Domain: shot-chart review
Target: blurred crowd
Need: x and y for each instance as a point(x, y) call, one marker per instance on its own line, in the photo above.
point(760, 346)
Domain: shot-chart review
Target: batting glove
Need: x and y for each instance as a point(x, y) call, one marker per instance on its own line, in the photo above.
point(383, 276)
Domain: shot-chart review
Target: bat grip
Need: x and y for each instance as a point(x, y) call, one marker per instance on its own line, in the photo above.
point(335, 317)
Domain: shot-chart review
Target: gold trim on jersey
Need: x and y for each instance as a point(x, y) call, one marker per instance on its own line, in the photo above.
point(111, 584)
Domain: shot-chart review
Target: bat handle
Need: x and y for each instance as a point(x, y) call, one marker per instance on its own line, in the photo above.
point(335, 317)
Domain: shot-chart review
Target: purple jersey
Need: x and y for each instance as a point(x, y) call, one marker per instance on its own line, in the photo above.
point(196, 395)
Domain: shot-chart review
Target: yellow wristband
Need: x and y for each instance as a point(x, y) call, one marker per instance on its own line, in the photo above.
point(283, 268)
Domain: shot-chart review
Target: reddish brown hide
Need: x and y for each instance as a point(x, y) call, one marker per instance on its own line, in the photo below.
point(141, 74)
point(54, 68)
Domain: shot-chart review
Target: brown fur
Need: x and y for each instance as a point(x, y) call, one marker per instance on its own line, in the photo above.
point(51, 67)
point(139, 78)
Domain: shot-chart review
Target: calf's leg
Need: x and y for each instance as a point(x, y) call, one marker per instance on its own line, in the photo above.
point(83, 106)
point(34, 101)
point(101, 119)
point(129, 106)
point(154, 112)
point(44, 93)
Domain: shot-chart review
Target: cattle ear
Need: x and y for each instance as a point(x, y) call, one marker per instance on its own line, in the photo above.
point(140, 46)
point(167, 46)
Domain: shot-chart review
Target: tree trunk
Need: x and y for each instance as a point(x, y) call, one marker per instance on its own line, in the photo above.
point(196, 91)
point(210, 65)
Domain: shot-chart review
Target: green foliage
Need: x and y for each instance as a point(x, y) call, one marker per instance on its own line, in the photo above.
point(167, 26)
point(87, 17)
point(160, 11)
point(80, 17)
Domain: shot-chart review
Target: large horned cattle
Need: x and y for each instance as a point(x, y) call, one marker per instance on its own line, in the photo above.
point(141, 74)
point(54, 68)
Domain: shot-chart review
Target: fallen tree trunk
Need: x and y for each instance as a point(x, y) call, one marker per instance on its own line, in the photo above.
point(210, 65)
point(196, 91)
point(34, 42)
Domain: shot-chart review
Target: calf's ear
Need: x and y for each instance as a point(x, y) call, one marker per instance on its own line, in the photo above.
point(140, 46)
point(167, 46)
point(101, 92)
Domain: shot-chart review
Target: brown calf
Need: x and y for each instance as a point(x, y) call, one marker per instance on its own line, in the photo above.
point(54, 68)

-*-*-

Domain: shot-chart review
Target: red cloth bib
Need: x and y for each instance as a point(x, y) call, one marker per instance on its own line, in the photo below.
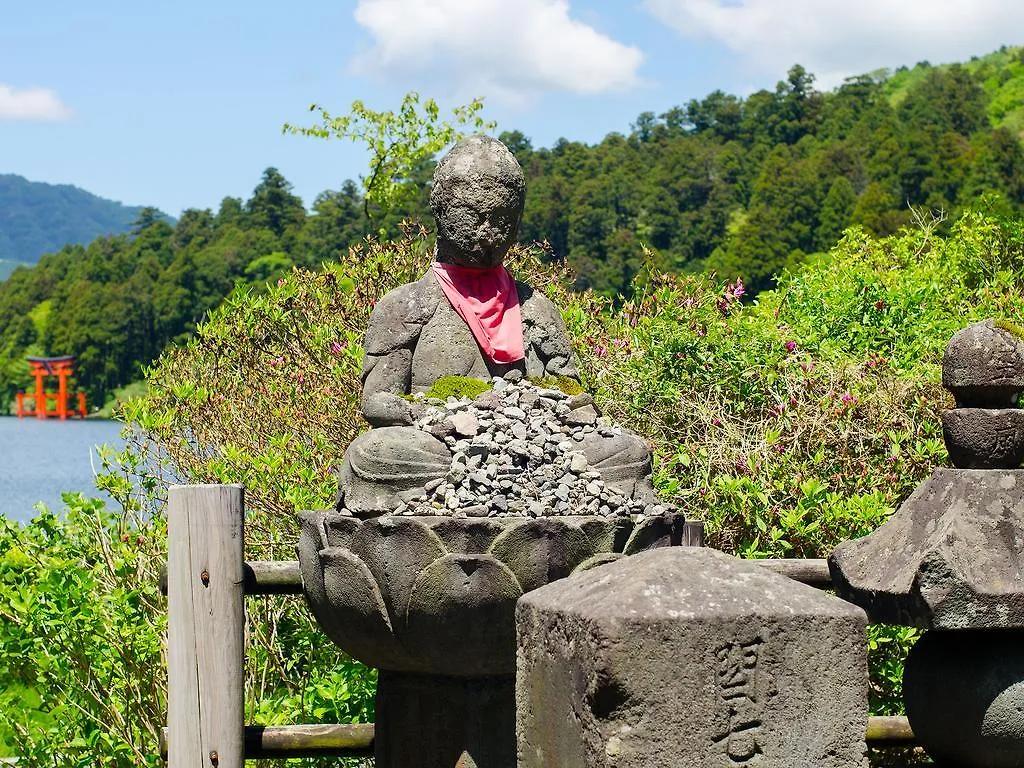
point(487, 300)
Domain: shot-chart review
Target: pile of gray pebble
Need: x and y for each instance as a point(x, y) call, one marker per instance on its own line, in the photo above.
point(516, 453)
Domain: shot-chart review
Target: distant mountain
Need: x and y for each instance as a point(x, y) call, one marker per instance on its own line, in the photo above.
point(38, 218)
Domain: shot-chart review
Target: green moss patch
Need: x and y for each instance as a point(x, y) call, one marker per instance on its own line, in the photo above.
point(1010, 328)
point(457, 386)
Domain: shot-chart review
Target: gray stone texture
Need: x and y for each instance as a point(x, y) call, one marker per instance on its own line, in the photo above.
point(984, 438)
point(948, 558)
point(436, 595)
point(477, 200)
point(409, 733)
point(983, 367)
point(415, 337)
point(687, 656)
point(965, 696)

-*-*-

Exactly the lines above from the one with "Target: batting glove" to the one with "Target: gold trim on jersey", both included, are to be quoted; leave the rest out.

Target: batting glove
Need: x and y for each instance as a point(x, y) call, one marker per instance on its own line, in the photo above.
point(383, 276)
Domain: shot-chart review
Target: bat grip
Need: x and y for each instance as a point(x, y) call, one marker per instance on its own line, in the photo above.
point(335, 317)
Domain: shot-chart review
Target: gold trim on jersey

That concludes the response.